Given, e.g., you have a stack of images \texttt{input0012.png} through \texttt{input0912.png}, you can also run the binarize filter like this:
\begin{lstlisting}
mona-2dimagefilterstack -i input0000.png -o output -t tif \
binarize:min=a,max=b
\end{lstlisting}
The output will be stored in files named \texttt{output0012.tif} through \texttt{output0912.tif}.
If you don't give the type parameter, then the image file type of the input file will be used and the apropriate suffix will be added.
There are a few things to note about this:
\begin{enumerate}
\item The given input image name doesn't have to exist, the program will search for the range of consecutive numbered files on its own,
in our example, the filtering will start at \texttt{input0012.png} and end at \texttt{input0912.png}.
\item Since image \texttt{input0913.png} is missing additional images like \texttt{input0914.png} will \emph{not} be filtered.
Also note, if you have two ranges with the same pattern, like \texttt{input0012.png} to \texttt{input0912.png},
and \texttt{input0914.png} to \texttt{input1014.png}, then the current version of the software will \textit{only} filter the first range.
This behavior is in place to be compatible with \texttt{mona-2dstackfilter}, which we will discuss later.
\end{enumerate}
\section{Filtering stacks of images in a 3D manner}
Some of the filters are also provided for processing images in a 3D manner, that is, neighboring slices of an image are taken into account
in the filtering process.
Because we target for large data sets, only filters are provided for this kind of processing that require only
a limited support and can be run in {}``one sweep''.
This rules out frequency domain filters and anisotropic diffusion.
Running a stack based 3D filter is similar to running a 2D filter on the image stack:
\begin{lstlisting}
mona-2dstackfilter -i input0000.png -o output -t png \
median:w=3
\end{lstlisting}
All the limitations discussed above concerning the image ranges are still valid. \footnote{%
Especially, it becomes clear, why multiple ranges are not (yet) supported.
The gap would need to be handles somehow, and this can be handled a lot easier by applying an appropriate naming
scheme to the different image ranges.}
Just like above \texttt{mona-2dimagefilter -{}-help-plugins} provides you with a list of supported filters. See also Section \ref{sec:2dstackfilters}.
\section{Running an Analysis across an image stack}
Some of the tools provided by Mona are tailored for the analysis of the image data in stacks of images.
Amongst them are Histogram analysis and ``counting pixels''. These programs are run similar to above filters:
\begin{lstlisting}
mona-multihisto -i input0000.png -o histo.dat
\end{lstlisting}
will evaluate the histogram of the input images and write it to histo.dat.
+ + + + + + +
Do this
Can you reproduce the part of the image-stack documentation between "There are a" and "will discuss later.", inclusive? The rows aren't needed here.

Provided information
+ + + + + + +
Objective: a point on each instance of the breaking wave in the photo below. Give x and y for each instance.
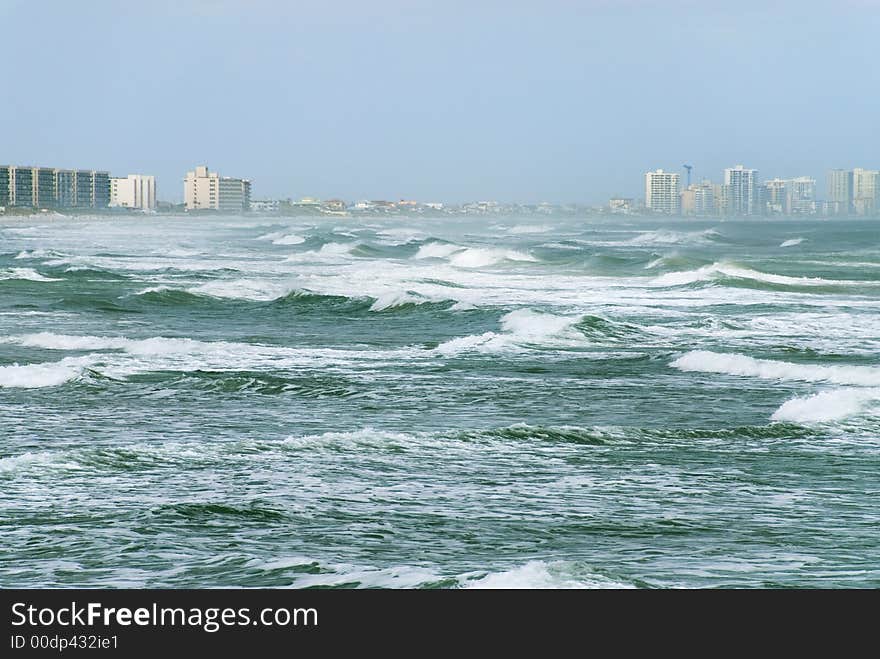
(791, 242)
(827, 406)
(767, 369)
(720, 271)
(543, 575)
(667, 237)
(25, 274)
(36, 376)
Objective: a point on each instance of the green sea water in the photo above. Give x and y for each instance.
(414, 402)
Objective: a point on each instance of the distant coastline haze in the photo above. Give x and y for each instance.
(454, 102)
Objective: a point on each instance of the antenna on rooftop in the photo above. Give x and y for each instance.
(689, 168)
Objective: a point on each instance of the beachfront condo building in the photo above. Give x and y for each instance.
(742, 191)
(133, 191)
(204, 190)
(47, 187)
(661, 192)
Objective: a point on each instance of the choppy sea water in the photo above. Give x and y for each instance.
(408, 402)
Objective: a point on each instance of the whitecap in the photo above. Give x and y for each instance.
(767, 369)
(544, 575)
(792, 242)
(27, 274)
(35, 376)
(826, 406)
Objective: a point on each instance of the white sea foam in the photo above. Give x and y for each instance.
(667, 237)
(288, 239)
(437, 250)
(478, 257)
(16, 463)
(261, 290)
(544, 575)
(181, 252)
(525, 229)
(768, 369)
(522, 328)
(721, 270)
(152, 346)
(28, 274)
(827, 405)
(35, 376)
(36, 254)
(791, 242)
(394, 299)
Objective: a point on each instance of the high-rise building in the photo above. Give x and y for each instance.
(800, 195)
(775, 201)
(743, 191)
(100, 189)
(698, 199)
(661, 192)
(866, 191)
(21, 186)
(133, 191)
(65, 188)
(4, 185)
(45, 187)
(840, 192)
(82, 181)
(205, 190)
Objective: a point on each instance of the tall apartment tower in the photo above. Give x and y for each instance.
(866, 191)
(800, 195)
(4, 185)
(205, 190)
(133, 191)
(661, 192)
(775, 201)
(840, 191)
(743, 190)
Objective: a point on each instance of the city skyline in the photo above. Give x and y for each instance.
(488, 102)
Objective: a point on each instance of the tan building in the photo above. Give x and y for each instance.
(661, 192)
(866, 191)
(205, 190)
(133, 191)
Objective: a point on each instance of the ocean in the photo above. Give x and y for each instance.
(461, 402)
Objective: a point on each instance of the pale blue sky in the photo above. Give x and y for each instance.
(523, 101)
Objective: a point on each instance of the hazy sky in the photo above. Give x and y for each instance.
(447, 100)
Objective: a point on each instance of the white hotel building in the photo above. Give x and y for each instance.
(133, 191)
(661, 192)
(204, 190)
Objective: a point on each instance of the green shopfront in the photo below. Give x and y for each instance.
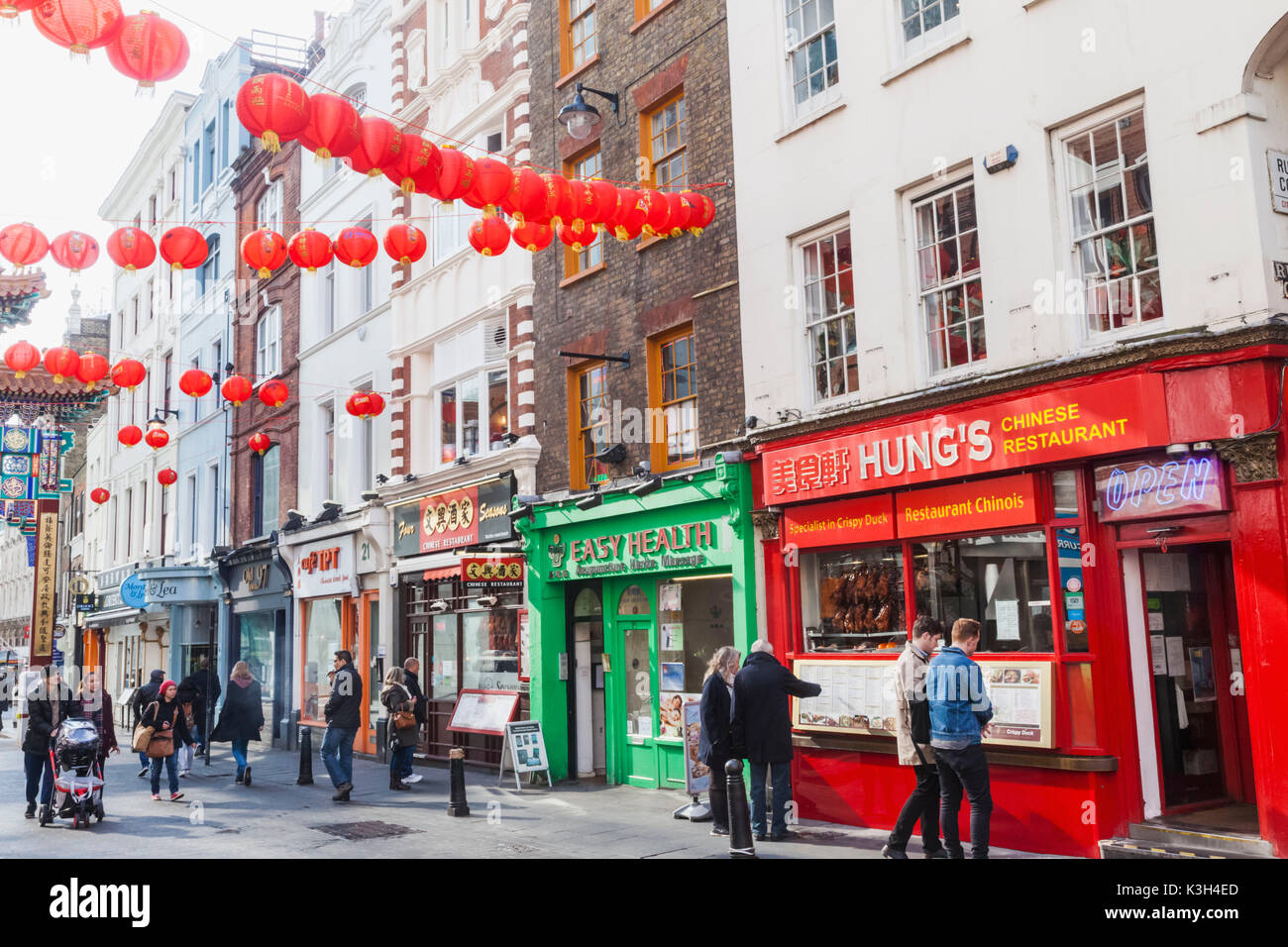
(627, 602)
+ + + + + + +
Response
There are a few things to note about this:
\begin{enumerate}
\item The given input image name doesn't have to exist, the program will search for the range of consecutive numbered files on its own,
in our example, the filtering will start at \texttt{input0012.png} and end at \texttt{input0912.png}.
\item Since image \texttt{input0913.png} is missing additional images like \texttt{input0914.png} will \emph{not} be filtered.
Also note, if you have two ranges with the same pattern, like \texttt{input0012.png} to \texttt{input0912.png},
and \texttt{input0914.png} to \texttt{input1014.png}, then the current version of the software will \textit{only} filter the first range.
This behavior is in place to be compatible with \texttt{mona-2dstackfilter}, which we will discuss later.